-- START PROVIDED DATA --

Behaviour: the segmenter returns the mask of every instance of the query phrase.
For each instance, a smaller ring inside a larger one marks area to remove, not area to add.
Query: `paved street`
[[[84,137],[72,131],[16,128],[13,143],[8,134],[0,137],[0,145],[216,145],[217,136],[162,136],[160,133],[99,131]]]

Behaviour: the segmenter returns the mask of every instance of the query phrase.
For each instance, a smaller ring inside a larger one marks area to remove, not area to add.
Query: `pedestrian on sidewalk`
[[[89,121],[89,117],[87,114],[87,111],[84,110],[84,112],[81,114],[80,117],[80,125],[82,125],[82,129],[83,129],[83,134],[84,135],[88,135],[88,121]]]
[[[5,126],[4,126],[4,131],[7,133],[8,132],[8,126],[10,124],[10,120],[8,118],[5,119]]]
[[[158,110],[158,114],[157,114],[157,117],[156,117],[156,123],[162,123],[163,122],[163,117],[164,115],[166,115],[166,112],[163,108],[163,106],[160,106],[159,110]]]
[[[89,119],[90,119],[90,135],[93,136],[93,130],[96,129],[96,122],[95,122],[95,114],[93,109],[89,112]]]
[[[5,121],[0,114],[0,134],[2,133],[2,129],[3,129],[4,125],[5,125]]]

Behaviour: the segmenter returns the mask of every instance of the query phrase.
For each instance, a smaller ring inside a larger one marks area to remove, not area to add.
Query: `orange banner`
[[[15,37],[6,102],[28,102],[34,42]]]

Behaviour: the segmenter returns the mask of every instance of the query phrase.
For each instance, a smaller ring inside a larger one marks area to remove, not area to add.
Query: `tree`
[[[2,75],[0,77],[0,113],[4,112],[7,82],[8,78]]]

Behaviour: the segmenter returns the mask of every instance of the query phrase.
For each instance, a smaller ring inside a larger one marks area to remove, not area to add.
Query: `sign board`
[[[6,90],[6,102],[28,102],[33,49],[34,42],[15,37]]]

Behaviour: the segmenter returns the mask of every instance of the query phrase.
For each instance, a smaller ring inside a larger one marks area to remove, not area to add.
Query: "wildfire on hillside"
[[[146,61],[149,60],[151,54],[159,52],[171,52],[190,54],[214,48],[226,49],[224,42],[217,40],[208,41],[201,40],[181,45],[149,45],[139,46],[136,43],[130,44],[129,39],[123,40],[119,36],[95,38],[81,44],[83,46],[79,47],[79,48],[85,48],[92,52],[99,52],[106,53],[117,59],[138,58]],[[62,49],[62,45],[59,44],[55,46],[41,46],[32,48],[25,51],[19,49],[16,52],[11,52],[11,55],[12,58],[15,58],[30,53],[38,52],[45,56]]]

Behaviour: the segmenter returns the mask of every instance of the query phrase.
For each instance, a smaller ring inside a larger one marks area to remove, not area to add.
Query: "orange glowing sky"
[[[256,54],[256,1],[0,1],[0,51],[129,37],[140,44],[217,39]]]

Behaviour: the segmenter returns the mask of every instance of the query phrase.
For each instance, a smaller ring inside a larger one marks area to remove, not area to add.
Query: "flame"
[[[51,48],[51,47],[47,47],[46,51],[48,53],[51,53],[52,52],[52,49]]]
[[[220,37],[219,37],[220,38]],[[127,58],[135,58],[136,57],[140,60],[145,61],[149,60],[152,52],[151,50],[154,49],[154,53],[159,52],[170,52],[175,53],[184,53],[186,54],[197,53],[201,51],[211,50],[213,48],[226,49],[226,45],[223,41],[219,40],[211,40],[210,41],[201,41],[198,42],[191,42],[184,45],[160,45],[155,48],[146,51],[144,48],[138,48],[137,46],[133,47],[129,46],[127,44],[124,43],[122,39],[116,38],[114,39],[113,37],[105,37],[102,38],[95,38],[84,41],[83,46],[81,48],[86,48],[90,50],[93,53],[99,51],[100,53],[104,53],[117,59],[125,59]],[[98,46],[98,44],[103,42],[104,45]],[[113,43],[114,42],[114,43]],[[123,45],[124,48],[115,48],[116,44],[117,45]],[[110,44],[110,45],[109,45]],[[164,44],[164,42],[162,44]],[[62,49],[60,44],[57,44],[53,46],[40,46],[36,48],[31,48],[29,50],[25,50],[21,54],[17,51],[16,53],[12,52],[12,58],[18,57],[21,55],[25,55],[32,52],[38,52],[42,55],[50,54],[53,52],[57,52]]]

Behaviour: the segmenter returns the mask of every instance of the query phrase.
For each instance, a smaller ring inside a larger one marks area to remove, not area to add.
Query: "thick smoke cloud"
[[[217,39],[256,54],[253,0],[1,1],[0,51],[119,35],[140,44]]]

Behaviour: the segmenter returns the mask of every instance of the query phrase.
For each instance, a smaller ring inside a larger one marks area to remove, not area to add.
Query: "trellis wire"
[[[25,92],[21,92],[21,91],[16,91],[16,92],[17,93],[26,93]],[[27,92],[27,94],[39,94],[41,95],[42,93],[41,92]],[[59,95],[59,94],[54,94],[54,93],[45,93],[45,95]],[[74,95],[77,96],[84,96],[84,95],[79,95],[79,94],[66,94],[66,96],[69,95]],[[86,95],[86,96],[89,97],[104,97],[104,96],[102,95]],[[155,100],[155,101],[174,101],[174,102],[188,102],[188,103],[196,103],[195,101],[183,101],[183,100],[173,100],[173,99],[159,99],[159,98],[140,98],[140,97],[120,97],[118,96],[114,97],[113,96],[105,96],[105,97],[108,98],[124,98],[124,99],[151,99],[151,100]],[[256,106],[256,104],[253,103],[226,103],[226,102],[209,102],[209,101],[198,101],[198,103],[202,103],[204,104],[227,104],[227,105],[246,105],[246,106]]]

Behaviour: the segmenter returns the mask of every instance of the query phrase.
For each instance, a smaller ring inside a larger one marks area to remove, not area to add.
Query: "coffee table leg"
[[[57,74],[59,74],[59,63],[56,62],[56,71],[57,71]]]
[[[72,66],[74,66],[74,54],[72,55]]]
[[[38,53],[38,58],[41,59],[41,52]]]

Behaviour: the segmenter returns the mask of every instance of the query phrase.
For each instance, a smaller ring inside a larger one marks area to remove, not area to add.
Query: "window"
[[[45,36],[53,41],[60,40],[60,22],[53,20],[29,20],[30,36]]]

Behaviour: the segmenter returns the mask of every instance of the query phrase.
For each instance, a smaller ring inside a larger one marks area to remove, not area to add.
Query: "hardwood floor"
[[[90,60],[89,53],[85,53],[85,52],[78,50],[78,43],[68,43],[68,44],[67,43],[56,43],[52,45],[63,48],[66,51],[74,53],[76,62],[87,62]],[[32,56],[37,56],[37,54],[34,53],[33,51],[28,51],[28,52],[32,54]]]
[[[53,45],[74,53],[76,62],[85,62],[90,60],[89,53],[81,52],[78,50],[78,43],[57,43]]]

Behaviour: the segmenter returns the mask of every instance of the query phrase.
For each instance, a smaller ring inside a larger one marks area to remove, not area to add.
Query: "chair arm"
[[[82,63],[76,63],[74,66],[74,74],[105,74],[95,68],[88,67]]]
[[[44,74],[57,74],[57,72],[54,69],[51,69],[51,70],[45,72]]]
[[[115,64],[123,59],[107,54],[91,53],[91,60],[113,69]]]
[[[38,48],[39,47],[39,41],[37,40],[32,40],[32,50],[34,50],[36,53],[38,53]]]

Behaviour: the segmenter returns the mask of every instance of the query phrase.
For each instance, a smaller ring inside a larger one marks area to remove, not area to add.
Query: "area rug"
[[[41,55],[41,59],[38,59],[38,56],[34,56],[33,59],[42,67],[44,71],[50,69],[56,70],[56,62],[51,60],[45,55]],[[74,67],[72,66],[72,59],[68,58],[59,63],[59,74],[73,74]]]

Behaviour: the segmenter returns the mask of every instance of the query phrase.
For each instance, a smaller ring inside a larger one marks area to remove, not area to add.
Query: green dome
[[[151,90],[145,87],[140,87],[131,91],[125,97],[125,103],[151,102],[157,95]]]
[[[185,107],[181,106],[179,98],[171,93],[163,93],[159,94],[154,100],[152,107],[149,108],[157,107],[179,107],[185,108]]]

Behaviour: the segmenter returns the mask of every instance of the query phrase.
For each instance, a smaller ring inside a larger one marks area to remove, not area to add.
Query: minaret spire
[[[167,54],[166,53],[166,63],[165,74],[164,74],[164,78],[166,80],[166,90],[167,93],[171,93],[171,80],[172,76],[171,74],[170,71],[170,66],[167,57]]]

-- END PROVIDED DATA --

WRITTEN EXERCISE = List every line above in which the word "orange" appears, copying each one in full.

WORKED SOLUTION =
Query: `orange banner`
Query: "orange glowing sky"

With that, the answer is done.